# SELECTED EXCERPT:
What are we looking for?
Our lab is interested in understanding the basic molecular rules by which a cell defines and maintains its identity and function.
Our main focus is on understanding the molecular basis of programming and reprogramming of cell-fate decisions during embryogenesis, homeostasis and aging. Additionally, we focus on devising molecular strategies to ‘hack’ these genetic networks that programs cell-fates to induce regenerative responses upon injury.
- Long non-coding RNA mediated regulation of cell-fate decisions during development and homeostasis:
The human body is composed of about hundreds of different cell types. The identity and function of these distinct cell types are precisely programmed by the regulatory networks encoded in the 3 billion base pairs of DNA that constitute the human genome. While 60% of our genome is transcribed, less than 2% of it is translated to proteins. In contrast to previous assumptions, this suggests that a significant majority of the regulatory information from the genome functions as RNAs, termed non-coding RNAs. Emerging evidences suggest that a substantial portion of these non-coding transcripts control myriad biological processes ranging from development to disease, establishing the vital role played by these RNA regulatory elements.
- Conserved metabolic mediators of tissue-specific aging:
A temporal decline in the functional and molecular integrity of an organism defines its ageing process. While multiple hallmarks of ageing have recently been enumerated, our understanding of their functional, molecular and temporal hierarchy remains incomplete. The significance of these hallmarks in the ageing process vary in a tissue/ cell type specific manner. Considering the physiological differences between organs, it is conceivable that their susceptibility to these distinct triggers of ageing can differ. Therefore, it is important to delineate those mechanisms that influence the ageing process of specific organs to better understand organismal ageing. We investigate evolutionarily conserved mechanisms that leads to aging of the heart.
(EMBO Reports 2019)
- RNA-regulons mediating cell-fate decisions during cardiac regeneration:
Heart failure is a leading cause of mortality and morbidity in the developed world, partly because of the minimal regenerative ability of the mammalian heart. However, several fish and amphibians do possess dramatic ability to regenerate damaged organs, including heart. We use a combinatorial approach including regeneration competent models, state-of-the art stem cell-based models and systems biology approaches to understand the hidden regulatory layers enabling organ/ tissue regeneration.
- Translational control over cell-fate decisions and homeostasis:
Precision in gene expression is essential to establish and maintain a cellular identity in embryonic development. Therefore, key regulatory mechanisms are in place at every step of developmental cell-fate transitions, ranging from transcriptional control to proteostasis. Interestingly, recent studies suggest that up to 60% of gene expression is regulated at the level of translation. Highlighting its importance in developmental gene regulation, slight alterations in mechanisms regulating translation leads to severe developmental defects or embryonic lethality. However, the role of translational regulation in shaping developmental gene expression landscape is poorly understood. Additionally, transient alterations in the translation of specific mRNAs can have profound changes in molecular homeostasis. Using human pluripotent stem cell based models we investigate currently unknown mediators that regulate translation to program cell-fate.

# RECORDS SHOWN:
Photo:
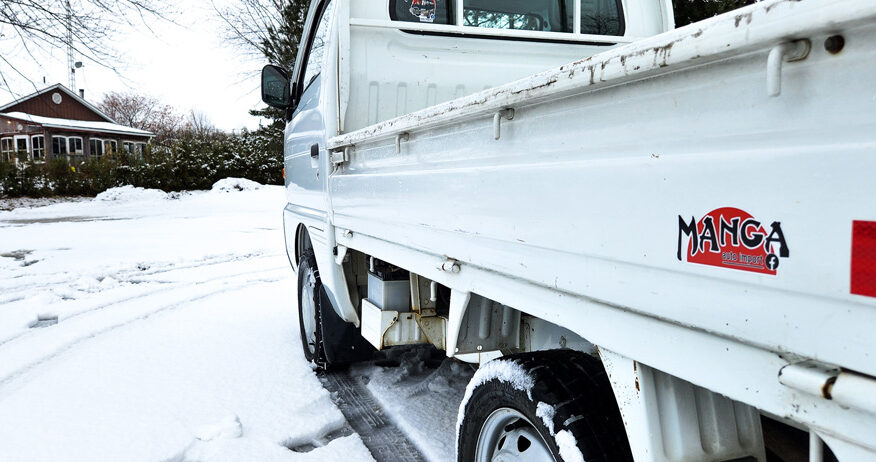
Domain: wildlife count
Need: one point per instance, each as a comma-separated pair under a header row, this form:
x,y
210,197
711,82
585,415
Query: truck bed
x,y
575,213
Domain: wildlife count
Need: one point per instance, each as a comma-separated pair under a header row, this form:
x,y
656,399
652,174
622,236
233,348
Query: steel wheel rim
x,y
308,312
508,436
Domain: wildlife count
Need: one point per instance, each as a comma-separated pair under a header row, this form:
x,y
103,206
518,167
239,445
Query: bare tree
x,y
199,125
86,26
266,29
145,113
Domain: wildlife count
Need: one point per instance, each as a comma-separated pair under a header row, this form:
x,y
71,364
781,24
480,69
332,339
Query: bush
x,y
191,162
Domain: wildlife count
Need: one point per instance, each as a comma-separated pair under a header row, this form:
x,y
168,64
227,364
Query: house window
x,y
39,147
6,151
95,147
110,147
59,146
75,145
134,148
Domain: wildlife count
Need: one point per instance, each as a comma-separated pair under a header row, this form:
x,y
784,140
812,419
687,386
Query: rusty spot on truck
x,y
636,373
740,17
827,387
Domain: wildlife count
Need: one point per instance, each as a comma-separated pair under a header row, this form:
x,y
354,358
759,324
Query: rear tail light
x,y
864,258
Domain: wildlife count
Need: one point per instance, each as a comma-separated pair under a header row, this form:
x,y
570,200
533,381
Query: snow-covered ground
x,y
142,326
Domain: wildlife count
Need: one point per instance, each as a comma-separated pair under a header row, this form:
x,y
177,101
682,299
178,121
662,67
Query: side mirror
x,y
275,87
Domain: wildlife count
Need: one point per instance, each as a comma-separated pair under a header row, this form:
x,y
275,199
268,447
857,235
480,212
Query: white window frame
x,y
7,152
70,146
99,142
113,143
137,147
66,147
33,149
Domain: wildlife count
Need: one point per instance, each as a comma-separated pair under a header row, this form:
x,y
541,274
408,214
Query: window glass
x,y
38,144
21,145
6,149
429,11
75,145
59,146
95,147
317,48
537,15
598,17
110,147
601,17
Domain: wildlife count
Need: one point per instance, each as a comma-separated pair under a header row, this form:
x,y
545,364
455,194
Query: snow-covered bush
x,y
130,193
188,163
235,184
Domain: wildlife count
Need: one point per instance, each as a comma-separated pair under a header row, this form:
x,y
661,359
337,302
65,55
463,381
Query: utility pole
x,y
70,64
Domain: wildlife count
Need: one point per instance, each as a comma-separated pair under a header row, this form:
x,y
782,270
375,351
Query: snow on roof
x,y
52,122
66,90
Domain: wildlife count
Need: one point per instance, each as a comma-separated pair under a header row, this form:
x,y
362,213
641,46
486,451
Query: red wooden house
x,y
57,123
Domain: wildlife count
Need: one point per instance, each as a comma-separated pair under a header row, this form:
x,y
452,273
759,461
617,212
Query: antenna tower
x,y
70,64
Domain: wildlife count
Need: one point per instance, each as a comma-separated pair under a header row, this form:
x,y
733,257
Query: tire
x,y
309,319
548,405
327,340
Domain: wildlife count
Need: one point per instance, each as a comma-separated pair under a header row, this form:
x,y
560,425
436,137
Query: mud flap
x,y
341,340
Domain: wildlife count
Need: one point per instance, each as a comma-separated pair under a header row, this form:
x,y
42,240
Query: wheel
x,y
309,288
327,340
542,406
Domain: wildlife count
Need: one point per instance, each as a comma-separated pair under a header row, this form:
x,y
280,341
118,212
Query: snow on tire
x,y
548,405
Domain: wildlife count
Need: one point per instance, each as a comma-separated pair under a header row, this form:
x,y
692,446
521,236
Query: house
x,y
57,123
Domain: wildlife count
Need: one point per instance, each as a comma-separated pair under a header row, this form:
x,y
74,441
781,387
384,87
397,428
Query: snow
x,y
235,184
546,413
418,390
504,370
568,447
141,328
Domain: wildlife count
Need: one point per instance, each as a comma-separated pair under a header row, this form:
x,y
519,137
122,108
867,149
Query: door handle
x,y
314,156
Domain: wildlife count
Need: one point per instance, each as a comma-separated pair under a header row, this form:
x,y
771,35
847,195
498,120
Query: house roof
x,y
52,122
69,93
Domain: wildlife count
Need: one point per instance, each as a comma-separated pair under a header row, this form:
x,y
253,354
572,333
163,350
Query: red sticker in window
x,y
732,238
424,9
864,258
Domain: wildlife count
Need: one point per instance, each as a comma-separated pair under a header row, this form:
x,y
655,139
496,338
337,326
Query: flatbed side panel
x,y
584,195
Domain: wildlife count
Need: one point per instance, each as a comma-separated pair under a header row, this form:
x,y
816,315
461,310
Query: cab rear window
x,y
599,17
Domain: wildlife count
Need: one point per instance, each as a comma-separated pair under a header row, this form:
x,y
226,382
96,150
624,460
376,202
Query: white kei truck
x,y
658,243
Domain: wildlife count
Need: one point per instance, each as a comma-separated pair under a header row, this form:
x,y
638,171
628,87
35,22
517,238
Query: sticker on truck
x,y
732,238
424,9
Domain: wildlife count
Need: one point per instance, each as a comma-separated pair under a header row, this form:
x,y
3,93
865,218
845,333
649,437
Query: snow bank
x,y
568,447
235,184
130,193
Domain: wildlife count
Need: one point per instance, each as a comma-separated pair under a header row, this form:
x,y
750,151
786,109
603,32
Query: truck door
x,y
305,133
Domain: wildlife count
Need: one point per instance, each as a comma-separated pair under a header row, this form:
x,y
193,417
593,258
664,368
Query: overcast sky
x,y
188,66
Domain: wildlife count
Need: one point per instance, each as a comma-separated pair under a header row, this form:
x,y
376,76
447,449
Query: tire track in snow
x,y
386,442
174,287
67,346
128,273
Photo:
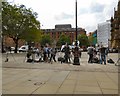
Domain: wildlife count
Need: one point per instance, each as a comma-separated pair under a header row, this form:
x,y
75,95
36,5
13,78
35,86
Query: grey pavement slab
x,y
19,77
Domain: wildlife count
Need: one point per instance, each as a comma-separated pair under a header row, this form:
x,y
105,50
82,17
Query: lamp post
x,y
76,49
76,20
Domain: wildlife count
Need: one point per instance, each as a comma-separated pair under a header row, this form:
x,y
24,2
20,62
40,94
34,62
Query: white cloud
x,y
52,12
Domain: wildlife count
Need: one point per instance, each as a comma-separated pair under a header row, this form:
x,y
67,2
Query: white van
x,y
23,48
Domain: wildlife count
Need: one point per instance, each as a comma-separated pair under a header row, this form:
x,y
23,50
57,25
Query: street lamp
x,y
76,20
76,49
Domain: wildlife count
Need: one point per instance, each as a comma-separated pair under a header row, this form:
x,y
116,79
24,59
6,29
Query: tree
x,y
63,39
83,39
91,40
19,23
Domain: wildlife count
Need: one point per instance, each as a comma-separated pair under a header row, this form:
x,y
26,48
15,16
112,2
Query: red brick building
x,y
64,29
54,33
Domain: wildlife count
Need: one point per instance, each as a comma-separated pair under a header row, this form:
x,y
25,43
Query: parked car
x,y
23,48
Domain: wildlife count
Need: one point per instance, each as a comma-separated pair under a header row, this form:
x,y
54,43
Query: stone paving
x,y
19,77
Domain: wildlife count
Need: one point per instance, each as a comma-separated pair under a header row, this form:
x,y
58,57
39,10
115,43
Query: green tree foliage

...

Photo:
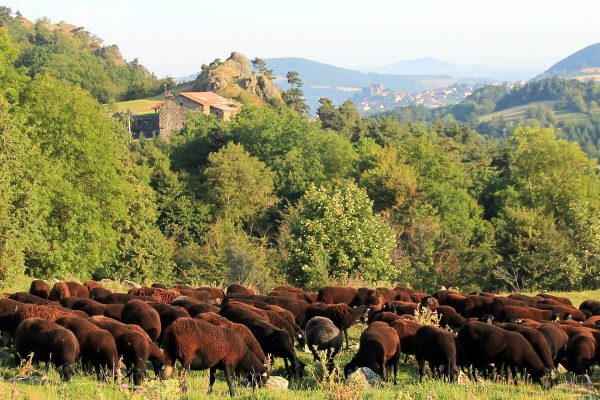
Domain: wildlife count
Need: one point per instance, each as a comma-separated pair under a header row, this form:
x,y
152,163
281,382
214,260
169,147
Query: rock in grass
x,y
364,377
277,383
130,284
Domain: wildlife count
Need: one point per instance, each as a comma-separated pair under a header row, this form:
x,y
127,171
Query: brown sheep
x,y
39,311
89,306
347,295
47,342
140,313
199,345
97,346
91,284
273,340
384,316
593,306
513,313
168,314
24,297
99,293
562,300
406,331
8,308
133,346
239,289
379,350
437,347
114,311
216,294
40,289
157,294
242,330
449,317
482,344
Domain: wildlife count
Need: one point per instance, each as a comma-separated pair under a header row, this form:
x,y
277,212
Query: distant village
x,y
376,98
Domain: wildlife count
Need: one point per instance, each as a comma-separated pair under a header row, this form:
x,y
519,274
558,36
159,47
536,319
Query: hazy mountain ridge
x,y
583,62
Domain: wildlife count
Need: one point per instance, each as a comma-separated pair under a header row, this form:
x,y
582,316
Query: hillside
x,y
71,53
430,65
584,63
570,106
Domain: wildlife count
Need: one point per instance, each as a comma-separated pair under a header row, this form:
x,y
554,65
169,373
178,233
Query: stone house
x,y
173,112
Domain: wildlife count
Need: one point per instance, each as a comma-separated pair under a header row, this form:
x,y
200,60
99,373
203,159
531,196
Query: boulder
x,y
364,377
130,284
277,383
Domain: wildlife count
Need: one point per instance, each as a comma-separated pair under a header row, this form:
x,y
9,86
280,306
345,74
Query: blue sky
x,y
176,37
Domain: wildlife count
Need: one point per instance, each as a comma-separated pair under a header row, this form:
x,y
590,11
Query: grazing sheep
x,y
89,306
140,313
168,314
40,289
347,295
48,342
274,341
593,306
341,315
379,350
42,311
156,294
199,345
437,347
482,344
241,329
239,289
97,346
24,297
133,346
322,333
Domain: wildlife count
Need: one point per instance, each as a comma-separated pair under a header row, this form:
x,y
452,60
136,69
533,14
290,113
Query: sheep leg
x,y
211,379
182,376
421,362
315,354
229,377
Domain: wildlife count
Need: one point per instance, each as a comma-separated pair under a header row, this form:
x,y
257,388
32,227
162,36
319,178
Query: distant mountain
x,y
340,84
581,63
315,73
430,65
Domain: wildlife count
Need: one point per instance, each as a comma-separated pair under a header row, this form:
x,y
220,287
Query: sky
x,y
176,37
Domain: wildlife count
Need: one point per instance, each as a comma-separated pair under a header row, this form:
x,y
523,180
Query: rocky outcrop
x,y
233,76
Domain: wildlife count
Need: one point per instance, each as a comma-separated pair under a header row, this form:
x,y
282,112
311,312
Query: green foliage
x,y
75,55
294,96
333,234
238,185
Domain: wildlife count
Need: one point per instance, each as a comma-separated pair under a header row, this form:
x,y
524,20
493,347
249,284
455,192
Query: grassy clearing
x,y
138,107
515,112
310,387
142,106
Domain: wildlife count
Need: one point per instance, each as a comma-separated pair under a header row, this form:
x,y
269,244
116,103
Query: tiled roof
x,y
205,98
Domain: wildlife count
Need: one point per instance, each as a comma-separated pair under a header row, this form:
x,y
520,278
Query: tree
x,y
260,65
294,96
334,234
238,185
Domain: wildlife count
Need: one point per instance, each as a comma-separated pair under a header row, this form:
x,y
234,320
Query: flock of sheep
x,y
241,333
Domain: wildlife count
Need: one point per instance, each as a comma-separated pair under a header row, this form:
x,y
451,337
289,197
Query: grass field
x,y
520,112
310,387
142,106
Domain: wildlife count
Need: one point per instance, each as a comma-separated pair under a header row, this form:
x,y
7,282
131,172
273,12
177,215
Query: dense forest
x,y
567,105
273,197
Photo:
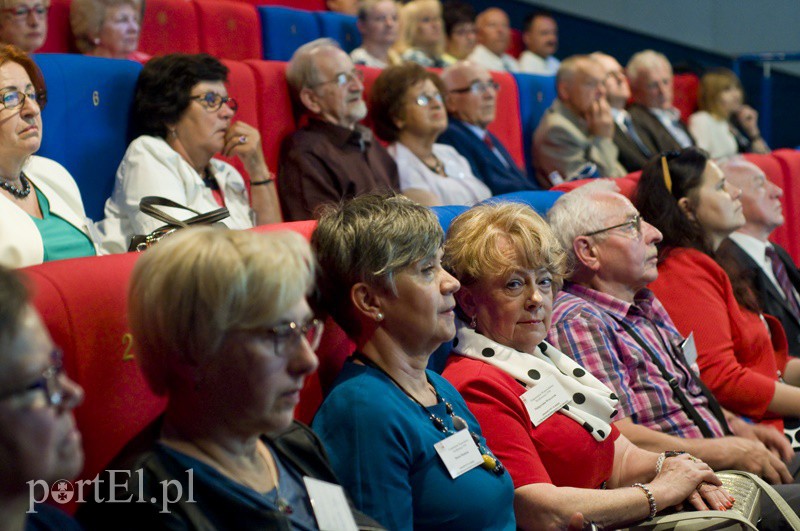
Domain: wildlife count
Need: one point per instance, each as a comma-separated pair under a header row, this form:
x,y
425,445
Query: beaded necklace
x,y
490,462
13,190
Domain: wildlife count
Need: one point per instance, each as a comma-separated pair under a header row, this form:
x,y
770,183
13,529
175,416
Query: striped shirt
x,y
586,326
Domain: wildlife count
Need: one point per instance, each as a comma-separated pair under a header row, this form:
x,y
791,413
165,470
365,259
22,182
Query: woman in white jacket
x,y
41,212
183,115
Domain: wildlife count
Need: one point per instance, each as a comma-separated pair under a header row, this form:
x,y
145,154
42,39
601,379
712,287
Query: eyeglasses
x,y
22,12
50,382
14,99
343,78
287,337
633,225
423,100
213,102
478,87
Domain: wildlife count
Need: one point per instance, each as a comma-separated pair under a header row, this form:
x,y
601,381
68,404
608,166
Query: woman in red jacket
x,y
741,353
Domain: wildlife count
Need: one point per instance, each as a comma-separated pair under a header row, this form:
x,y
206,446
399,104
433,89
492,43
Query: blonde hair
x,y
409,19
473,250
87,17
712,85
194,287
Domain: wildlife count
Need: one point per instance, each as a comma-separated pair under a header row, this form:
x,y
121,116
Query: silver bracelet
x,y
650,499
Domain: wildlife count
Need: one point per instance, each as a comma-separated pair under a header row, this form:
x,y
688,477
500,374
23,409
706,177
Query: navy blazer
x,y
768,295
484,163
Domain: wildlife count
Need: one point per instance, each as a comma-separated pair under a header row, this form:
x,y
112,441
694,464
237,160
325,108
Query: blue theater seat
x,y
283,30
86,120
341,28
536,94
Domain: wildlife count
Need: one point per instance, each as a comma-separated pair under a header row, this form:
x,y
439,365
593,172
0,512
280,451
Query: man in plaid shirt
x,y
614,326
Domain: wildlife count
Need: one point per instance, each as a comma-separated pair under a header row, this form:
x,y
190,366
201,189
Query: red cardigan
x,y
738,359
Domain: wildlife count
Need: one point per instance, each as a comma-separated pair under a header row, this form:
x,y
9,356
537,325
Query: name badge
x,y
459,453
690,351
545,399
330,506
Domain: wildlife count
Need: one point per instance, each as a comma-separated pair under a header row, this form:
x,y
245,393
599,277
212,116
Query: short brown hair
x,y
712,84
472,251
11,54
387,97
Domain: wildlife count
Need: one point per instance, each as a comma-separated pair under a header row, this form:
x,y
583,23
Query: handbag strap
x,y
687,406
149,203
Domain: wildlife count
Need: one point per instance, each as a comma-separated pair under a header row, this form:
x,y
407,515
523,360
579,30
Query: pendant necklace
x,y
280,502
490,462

# WHAT THE TASK ASKS:
Update the lab's research overview from "(EMBO Reports 2019)" up to and including "organ/ tissue regeneration.", replacing "developed world" with "industrialized world" and keeping everything else unchanged. None of the entries are needed for this work.

# THE COMPLETED TASK:
(EMBO Reports 2019)
- RNA-regulons mediating cell-fate decisions during cardiac regeneration:
Heart failure is a leading cause of mortality and morbidity in the industrialized world, partly because of the minimal regenerative ability of the mammalian heart. However, several fish and amphibians do possess dramatic ability to regenerate damaged organs, including heart. We use a combinatorial approach including regeneration competent models, state-of-the art stem cell-based models and systems biology approaches to understand the hidden regulatory layers enabling organ/ tissue regeneration.